HOW TO COMPLETE THIS TASK =
Copy out everything from the line containing "In an <instance>" down to the line containing "box: [205, 23, 299, 203]", reproducing those lines exactly.

[Stored data]
......
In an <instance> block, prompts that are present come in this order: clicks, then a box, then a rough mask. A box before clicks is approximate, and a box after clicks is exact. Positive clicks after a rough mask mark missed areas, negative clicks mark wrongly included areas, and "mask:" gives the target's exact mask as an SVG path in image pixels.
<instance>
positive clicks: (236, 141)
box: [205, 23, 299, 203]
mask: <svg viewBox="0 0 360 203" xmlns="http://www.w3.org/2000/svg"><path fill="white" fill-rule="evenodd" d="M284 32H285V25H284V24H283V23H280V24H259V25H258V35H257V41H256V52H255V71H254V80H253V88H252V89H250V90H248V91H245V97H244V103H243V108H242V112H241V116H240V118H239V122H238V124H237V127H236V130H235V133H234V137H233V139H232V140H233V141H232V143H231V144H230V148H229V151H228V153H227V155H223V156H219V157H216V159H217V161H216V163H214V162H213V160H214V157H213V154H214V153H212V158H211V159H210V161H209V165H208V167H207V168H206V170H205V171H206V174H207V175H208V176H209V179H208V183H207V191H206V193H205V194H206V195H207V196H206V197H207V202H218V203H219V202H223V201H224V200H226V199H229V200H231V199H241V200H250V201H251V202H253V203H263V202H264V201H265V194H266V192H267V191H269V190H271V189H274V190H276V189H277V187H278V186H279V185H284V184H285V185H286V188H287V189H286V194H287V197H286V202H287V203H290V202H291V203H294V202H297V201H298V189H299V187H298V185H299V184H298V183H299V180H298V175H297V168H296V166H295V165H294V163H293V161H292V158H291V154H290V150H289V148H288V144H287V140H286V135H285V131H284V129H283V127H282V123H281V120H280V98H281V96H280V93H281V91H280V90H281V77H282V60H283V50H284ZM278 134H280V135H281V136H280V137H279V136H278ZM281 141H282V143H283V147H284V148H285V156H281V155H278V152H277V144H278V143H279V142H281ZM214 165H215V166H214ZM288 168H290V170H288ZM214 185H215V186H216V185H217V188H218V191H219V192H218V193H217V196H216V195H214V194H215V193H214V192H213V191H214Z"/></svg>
......
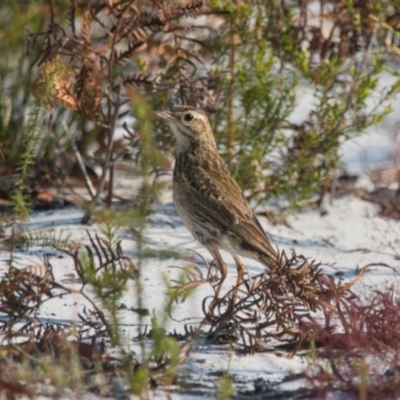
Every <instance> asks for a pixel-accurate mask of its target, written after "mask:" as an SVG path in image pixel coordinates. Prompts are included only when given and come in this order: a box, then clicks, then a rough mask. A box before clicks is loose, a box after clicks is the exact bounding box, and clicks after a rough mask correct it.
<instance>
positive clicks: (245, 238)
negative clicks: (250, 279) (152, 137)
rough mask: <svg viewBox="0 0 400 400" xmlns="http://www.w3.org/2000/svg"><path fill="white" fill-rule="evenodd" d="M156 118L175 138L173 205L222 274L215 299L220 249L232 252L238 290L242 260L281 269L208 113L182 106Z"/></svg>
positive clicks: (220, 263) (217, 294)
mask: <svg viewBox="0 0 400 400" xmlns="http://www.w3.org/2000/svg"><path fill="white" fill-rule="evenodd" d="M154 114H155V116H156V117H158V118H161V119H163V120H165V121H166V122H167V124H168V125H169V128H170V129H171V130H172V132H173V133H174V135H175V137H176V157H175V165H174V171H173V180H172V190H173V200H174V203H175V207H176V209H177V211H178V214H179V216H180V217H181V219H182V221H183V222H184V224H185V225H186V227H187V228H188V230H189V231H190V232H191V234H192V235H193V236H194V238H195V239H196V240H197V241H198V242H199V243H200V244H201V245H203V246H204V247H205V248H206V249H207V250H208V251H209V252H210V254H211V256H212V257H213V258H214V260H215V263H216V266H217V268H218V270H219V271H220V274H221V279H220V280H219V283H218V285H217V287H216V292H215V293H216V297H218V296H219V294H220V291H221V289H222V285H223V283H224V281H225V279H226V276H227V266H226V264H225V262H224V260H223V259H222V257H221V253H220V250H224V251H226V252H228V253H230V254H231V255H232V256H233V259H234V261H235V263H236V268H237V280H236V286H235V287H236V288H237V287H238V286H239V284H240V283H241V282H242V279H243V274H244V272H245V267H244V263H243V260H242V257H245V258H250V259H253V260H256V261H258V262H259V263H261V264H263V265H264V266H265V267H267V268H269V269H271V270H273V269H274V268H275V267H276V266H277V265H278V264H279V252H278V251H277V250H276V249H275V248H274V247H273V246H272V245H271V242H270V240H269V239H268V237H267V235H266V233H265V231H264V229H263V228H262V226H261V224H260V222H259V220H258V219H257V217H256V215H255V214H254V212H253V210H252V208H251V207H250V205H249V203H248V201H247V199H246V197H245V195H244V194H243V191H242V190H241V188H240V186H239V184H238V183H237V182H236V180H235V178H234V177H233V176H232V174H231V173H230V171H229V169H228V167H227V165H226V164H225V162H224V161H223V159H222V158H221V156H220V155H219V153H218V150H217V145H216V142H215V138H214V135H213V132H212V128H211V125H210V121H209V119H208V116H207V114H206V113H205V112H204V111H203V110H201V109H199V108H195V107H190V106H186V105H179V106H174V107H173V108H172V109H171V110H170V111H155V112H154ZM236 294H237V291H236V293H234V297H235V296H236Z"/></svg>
......
ANSWER FOR THE TASK =
In an <instance> block, prompts that are present come in this order: clicks, then a box, then a rough mask. A box before clicks is approximate, and a box after clicks is exact. Positive clicks after a rough mask mark missed areas, negative clicks mark wrongly included areas, and "mask:" gives the target's exact mask as an SVG path in image pixels.
<instance>
positive clicks: (236, 141)
box: [205, 23, 299, 203]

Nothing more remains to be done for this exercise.